TASK STATEMENT: Print the lines of the listing below without any changes, starting at the line that contains "Target: <item>cloud</item>" and running through the final line, with both ends included.

LISTED ENTRIES:
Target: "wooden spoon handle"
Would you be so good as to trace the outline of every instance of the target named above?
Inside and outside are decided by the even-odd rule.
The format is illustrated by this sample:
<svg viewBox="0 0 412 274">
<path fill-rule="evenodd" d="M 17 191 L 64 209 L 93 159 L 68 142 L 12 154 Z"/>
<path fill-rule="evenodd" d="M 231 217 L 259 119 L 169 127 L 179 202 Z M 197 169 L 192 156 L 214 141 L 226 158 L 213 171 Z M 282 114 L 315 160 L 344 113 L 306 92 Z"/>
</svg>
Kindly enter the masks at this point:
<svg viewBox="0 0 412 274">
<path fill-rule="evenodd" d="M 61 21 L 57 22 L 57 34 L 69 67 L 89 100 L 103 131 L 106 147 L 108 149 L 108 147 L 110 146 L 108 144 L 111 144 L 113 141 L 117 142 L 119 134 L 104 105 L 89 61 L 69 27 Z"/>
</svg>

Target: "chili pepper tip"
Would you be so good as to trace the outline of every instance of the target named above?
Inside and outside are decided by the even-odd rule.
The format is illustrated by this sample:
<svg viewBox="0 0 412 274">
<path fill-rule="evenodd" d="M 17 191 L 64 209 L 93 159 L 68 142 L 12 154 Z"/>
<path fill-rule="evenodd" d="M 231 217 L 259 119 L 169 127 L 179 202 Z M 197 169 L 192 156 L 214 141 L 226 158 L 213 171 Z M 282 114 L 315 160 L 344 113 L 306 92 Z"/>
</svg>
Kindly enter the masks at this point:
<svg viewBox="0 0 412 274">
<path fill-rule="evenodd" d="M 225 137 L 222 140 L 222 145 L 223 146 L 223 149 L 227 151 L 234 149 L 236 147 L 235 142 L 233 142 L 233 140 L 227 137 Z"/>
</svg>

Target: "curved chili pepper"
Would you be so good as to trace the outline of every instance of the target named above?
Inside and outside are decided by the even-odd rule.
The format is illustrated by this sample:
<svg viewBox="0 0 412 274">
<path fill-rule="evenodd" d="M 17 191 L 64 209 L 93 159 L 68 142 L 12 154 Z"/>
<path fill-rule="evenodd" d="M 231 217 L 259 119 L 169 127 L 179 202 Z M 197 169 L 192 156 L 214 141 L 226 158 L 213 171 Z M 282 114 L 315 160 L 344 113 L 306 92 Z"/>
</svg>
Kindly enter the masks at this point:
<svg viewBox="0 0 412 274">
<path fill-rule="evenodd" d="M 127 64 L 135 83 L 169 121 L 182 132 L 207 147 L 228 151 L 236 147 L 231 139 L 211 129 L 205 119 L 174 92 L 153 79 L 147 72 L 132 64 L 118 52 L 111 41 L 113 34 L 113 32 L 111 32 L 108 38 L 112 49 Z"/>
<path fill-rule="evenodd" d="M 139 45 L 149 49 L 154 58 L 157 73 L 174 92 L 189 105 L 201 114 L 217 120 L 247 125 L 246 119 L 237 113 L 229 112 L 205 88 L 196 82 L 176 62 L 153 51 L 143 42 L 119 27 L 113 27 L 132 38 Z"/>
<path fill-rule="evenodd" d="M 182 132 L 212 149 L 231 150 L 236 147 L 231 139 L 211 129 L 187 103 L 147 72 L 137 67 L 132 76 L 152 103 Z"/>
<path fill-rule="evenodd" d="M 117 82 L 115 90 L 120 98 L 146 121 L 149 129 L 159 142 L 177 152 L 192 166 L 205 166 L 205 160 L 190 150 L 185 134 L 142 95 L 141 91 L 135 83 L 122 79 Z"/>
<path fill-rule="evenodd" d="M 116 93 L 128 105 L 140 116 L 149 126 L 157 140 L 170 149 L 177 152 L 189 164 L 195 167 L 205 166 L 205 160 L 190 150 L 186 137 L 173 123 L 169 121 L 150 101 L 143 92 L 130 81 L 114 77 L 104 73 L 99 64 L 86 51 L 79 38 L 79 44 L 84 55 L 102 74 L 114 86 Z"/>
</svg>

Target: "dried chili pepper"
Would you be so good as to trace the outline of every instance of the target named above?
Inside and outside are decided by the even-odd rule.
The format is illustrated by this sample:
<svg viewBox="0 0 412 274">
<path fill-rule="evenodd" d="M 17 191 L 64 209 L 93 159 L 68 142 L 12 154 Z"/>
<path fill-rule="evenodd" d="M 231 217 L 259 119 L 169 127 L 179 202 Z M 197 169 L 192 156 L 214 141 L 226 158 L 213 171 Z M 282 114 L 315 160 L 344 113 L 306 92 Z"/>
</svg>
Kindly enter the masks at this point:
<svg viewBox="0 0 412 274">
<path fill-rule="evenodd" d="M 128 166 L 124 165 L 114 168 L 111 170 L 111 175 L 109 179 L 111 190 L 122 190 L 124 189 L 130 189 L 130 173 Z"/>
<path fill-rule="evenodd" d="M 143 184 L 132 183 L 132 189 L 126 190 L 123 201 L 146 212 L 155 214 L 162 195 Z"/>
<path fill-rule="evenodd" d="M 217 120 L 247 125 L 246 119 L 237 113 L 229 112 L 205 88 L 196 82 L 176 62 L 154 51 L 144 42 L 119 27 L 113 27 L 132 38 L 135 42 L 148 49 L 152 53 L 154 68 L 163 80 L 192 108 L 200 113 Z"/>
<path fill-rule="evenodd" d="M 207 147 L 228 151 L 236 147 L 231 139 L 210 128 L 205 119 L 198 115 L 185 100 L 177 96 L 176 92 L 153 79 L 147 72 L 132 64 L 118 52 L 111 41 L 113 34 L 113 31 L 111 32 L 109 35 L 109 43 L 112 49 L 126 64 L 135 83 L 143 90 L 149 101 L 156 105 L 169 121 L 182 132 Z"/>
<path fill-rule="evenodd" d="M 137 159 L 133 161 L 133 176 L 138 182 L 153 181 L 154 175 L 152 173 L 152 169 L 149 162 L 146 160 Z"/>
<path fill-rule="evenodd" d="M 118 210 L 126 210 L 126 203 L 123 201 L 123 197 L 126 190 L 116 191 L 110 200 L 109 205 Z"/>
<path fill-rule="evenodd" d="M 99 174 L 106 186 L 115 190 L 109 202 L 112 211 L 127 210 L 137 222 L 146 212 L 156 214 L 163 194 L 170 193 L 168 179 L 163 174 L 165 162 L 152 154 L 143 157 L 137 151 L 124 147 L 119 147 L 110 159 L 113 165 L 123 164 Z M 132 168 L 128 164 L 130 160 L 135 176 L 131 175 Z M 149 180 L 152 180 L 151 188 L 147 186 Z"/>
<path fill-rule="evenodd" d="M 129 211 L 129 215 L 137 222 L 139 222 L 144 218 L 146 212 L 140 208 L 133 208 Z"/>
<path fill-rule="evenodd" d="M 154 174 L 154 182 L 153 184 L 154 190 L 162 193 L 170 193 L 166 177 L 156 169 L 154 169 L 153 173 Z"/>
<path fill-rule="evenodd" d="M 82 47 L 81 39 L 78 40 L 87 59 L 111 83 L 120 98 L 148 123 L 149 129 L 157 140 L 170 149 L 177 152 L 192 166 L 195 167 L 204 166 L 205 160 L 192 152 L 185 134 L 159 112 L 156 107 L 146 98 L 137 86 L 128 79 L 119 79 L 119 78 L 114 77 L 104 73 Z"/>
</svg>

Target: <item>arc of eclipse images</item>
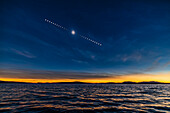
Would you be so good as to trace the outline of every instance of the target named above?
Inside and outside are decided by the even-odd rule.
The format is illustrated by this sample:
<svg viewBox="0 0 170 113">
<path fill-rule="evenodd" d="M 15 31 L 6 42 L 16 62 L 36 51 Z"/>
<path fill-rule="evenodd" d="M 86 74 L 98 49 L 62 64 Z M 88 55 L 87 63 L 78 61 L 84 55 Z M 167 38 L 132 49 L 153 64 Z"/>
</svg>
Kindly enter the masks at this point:
<svg viewBox="0 0 170 113">
<path fill-rule="evenodd" d="M 52 22 L 52 21 L 50 21 L 50 20 L 48 20 L 48 19 L 45 19 L 45 22 L 50 23 L 50 24 L 52 24 L 52 25 L 54 25 L 54 26 L 56 26 L 56 27 L 58 27 L 58 28 L 61 28 L 61 29 L 65 30 L 65 31 L 67 31 L 67 32 L 70 32 L 72 35 L 76 35 L 76 32 L 75 32 L 74 30 L 69 30 L 69 29 L 67 29 L 67 28 L 65 28 L 65 27 L 63 27 L 63 26 L 61 26 L 61 25 L 59 25 L 59 24 L 56 24 L 56 23 L 54 23 L 54 22 Z M 96 45 L 98 45 L 98 46 L 102 46 L 101 43 L 99 43 L 99 42 L 97 42 L 97 41 L 95 41 L 95 40 L 92 40 L 92 39 L 90 39 L 90 38 L 88 38 L 88 37 L 86 37 L 86 36 L 79 35 L 79 34 L 77 34 L 77 36 L 79 36 L 79 37 L 81 37 L 81 38 L 83 38 L 83 39 L 85 39 L 85 40 L 88 40 L 88 41 L 90 41 L 90 42 L 92 42 L 92 43 L 94 43 L 94 44 L 96 44 Z"/>
</svg>

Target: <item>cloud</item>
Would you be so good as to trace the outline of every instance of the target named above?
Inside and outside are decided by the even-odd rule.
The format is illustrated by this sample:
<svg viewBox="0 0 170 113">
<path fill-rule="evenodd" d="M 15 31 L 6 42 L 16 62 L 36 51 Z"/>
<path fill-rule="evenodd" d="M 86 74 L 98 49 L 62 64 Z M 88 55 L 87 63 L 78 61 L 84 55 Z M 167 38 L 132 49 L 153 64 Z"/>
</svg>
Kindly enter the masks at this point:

EXPECTED ANSWER:
Target: <item>cloud</item>
Would you be so good as to trace the outline of every instance of the target named above?
Inside and outside are decided by the even-odd rule.
The format is illustrated by this sample:
<svg viewBox="0 0 170 113">
<path fill-rule="evenodd" d="M 15 31 L 6 42 L 16 62 L 36 51 Z"/>
<path fill-rule="evenodd" d="M 86 74 L 98 49 L 62 64 Z M 88 55 L 87 63 L 78 61 L 84 55 Z M 167 38 L 132 49 L 153 64 Z"/>
</svg>
Kindly enter the masks at this point:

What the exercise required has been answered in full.